-- Start DOCUMENT --
# Are plastisol transfers like JPSS or inkjet transfers jpss that ave excess white paper film or need cutouts?



## tshirtnewb (Oct 1, 2008)

are they like like regular heatpress/jpss and have excess white paper or need cutouts?


----------



## Uncle John (Mar 11, 2007)

Plastisol transfers leave just the ink of the image, just place where you want them and only the ink is transferred.


----------



## proworlded (Oct 3, 2006)

I'm assuming that you mean custom made plastisol transfers, If so, there will be no residue. Only the design will adhere to the garment.


----------



## Rodney (Nov 3, 2004)

tshirtnewb said:


> are they like like regular heatpress/jpss and have excess white paper or need cutouts?


No, they aren't like JPSS that have that filmy feeling after you press and you don't need to trim around them.

Another _big_ difference between plastisol transfers and inkjet or laser transfer papers like JPSS is that you don't print plastisol transfers at home with your desktop printer. They are printed by a professional screen printed and shipped to you on sheets ready to press.

More info here: http://www.t-shirtforums.com/t-shirt-crossover-diary-heat-press-newbie/t13204.html


----------



## tshirtnewb (Oct 1, 2008)
-- End DOCUMENT --
-- Start SUPPLIED DATA --
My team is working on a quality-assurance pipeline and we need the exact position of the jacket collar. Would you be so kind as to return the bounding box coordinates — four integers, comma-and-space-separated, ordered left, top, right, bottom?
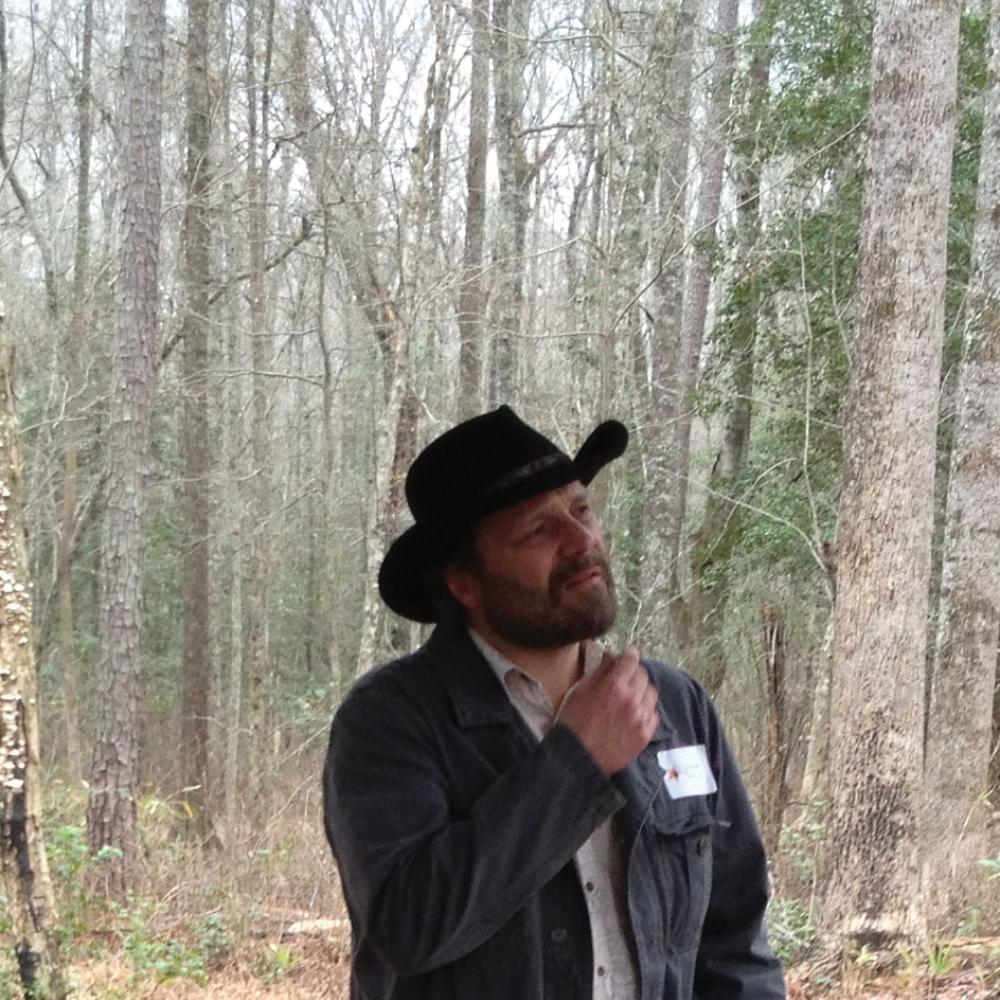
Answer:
424, 625, 515, 729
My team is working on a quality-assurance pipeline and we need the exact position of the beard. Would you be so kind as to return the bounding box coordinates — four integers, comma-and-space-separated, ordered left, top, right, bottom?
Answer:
479, 553, 618, 649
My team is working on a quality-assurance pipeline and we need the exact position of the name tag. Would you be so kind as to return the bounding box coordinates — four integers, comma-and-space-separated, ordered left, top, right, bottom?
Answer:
656, 743, 719, 799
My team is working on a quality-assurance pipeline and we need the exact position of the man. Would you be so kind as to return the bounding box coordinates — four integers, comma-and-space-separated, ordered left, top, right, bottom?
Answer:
324, 407, 785, 1000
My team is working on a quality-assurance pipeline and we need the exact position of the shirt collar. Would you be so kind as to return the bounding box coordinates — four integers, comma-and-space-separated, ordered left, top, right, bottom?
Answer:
469, 626, 604, 688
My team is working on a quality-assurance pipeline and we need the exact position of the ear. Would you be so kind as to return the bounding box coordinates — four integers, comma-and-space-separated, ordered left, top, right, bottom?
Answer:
444, 566, 481, 611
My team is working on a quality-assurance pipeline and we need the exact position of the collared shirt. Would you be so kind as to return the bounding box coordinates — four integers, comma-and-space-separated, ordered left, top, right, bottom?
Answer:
469, 628, 639, 1000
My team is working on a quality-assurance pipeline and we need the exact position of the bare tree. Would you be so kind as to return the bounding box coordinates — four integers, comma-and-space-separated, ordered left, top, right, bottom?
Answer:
639, 0, 698, 655
925, 0, 1000, 920
87, 0, 165, 896
823, 0, 959, 956
489, 0, 533, 406
180, 0, 212, 839
458, 0, 490, 419
0, 306, 68, 1000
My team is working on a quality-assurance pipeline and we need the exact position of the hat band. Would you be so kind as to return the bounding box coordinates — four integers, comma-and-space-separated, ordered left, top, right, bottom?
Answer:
482, 451, 570, 500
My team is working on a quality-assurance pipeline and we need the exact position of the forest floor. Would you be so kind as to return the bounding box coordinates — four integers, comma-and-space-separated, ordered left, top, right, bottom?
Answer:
60, 921, 1000, 1000
27, 782, 1000, 1000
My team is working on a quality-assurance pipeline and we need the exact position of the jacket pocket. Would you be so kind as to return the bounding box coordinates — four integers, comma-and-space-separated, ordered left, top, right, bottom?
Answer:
646, 795, 715, 952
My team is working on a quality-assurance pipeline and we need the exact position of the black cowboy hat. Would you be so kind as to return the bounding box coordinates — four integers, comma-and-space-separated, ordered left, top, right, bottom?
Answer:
378, 406, 628, 622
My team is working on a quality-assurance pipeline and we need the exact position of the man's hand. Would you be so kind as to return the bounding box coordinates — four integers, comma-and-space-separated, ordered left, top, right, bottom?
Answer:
559, 649, 659, 775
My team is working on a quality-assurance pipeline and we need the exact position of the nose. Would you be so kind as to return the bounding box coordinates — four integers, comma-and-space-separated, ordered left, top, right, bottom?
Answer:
561, 514, 601, 557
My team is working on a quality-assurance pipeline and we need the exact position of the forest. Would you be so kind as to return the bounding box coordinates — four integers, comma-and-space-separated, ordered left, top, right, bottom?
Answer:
0, 0, 1000, 1000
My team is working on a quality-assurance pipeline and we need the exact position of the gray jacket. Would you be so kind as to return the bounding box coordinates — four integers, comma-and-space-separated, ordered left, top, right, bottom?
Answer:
323, 626, 785, 1000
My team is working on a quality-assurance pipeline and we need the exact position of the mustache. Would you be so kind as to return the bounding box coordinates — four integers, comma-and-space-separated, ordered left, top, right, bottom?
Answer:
549, 552, 611, 594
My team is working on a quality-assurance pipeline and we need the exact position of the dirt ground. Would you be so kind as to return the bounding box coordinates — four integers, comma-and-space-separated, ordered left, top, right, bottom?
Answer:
64, 928, 1000, 1000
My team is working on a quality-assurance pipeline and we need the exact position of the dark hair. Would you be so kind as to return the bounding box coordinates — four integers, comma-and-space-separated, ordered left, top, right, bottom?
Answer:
424, 524, 480, 628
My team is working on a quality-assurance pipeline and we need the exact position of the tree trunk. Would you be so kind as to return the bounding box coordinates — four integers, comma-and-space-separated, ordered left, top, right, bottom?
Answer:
926, 0, 1000, 921
670, 0, 739, 564
639, 0, 696, 658
686, 0, 771, 694
0, 306, 68, 1000
180, 0, 212, 841
56, 0, 94, 782
490, 0, 532, 407
761, 603, 790, 857
245, 0, 274, 790
458, 0, 490, 420
87, 0, 165, 897
823, 0, 959, 957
-- End SUPPLIED DATA --
▸ **TASKS TO COMPLETE**
[A] Translate this sentence from the plastisol transfer thread into Spanish: "Only the design will adhere to the garment."
[B] List every different username that heads a post in the plastisol transfer thread.
[C] Using the plastisol transfer thread, say whether each statement agrees with it: (i) Plastisol transfers are printed at home on a desktop printer. (ii) With plastisol transfers, only the ink is transferred. (iii) Plastisol transfers must be trimmed around before pressing.

▸ **SOLUTION SET**
[A] Solo el diseño se adherirá a la prenda.

[B] tshirtnewb, Uncle John, proworlded, Rodney

[C]
(i) No: "you don't print plastisol transfers at home with your desktop printer"
(ii) Yes: "only the ink is transferred"
(iii) No: "you don't need to trim around them"